• [Region annotation lines]:
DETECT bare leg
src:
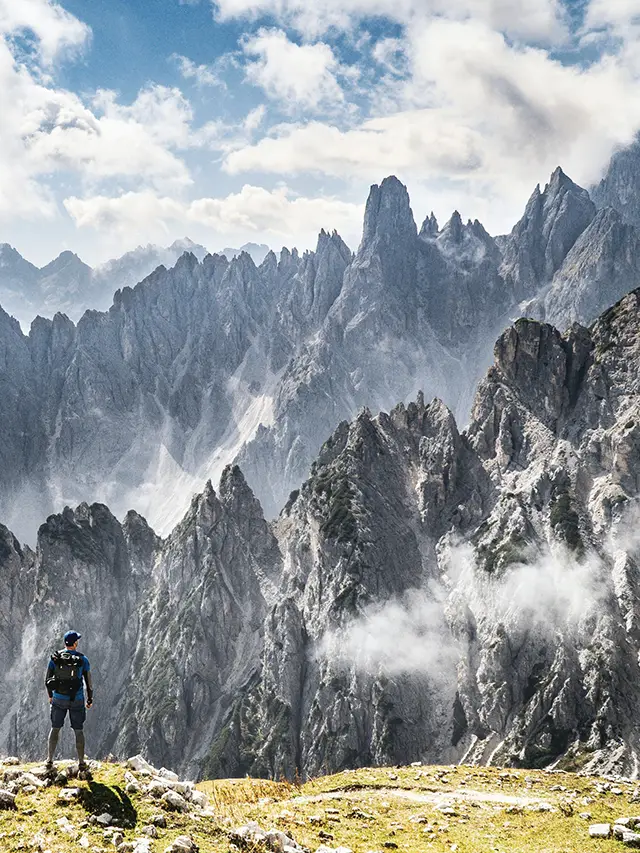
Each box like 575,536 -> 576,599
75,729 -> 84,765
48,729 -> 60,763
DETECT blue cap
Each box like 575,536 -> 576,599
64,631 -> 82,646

• [Directions]: Print all of these lines again word for word, omitting the pictures.

• [Solution to the problem]:
DETECT bare leg
src:
Each box like 575,536 -> 576,599
75,729 -> 84,765
48,729 -> 60,763
DETECT blue cap
Each box like 575,536 -> 576,599
64,631 -> 82,646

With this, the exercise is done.